The lingering nature of water through the Everglades has been matched by the slow progress toward the massive goal of reviving the region with more water and cleaner water.
It’s been 17 years since President Bill Clinton signed into law the bill that included the Comprehensive Everglades Restoration Plan. That began the modern day effort to restore the Everglades after a century of draining and redirecting the water to create today’s South Florida.
More than half way through the expected time frame for the work only a half dozen projects are underway.
Funding, politics and economic interests have held back progress toward restoring more water flow through the system.
Florida Senate President Joe Negron hopes to change that this year. He wants lawmakers to approve spending about $100 million a year over the next 20 years to buy land and build a reservoir to store water south of Lake Okeechobee. That southern storage is in the original Everglades plan, but planning is scheduled to begin in 2021.
However, this week the U.S. Army Corps of Engineers, which is responsible for managing Lake Okeechobee and is the federal agency overseeing Everglades restoration, reversed course. It now says a southern reservoir project should not be sped up.

####

* _REQUIRED WORK_: According to the Everglades article, how much does Joe Negron want lawmakers to approve spending, and over what period? None of the data that comes next is needed.

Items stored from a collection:

####

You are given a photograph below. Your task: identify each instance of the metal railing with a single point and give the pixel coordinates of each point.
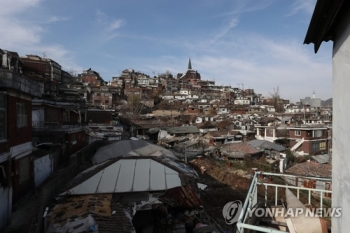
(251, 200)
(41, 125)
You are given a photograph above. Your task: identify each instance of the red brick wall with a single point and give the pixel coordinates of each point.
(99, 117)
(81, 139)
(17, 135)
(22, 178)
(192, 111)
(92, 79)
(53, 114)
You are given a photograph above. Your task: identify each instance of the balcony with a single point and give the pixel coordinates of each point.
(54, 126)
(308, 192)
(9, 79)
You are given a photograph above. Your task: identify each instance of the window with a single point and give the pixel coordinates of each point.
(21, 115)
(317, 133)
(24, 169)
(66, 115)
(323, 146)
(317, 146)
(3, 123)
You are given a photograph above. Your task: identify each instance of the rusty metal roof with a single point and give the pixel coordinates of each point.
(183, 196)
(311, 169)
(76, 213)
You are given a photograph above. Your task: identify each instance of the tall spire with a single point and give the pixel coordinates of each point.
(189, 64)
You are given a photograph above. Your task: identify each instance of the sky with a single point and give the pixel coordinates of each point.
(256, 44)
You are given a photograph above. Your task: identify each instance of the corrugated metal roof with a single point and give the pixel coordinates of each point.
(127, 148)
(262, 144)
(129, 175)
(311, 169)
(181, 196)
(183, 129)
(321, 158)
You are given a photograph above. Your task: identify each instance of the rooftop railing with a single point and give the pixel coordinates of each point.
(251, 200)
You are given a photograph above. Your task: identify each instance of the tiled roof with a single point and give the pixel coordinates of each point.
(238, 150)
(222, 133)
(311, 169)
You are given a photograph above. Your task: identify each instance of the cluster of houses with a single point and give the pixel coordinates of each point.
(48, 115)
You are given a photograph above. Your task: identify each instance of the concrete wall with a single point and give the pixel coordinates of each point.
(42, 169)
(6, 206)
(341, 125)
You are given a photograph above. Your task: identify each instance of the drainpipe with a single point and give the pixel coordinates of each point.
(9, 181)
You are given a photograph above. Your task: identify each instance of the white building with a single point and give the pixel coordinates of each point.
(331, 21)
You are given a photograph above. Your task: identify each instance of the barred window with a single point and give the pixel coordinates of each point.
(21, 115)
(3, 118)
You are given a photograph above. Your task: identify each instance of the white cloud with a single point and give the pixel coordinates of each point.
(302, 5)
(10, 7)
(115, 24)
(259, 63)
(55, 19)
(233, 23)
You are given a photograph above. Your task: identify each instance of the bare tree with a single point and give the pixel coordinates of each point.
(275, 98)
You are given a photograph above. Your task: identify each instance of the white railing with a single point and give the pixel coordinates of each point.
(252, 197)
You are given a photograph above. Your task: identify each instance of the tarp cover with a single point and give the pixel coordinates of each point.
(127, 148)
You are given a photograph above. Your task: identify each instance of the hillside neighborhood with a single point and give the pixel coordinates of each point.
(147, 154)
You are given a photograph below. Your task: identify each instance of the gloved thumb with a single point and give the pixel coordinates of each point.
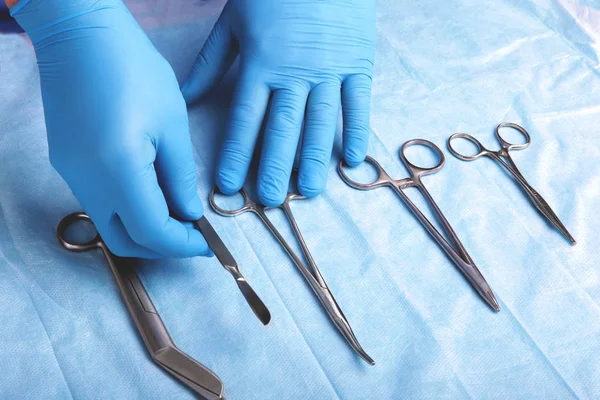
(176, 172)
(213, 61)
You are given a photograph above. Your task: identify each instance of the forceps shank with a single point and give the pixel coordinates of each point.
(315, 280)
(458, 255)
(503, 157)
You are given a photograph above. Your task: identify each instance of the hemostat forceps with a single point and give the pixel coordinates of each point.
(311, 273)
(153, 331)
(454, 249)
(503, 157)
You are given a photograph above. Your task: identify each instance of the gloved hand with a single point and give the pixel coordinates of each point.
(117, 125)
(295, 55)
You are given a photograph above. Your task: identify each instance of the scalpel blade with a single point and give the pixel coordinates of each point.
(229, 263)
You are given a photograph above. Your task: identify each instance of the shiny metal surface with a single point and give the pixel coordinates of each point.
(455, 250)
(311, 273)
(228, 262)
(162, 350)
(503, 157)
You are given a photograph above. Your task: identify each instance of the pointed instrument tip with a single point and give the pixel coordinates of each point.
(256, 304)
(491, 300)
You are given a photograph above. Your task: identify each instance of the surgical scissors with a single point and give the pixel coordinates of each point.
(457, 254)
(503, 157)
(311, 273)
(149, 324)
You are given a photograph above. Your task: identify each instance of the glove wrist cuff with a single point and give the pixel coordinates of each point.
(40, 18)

####

* _WRITTEN RESPONSE_: About $100 million a year over the next 20 years.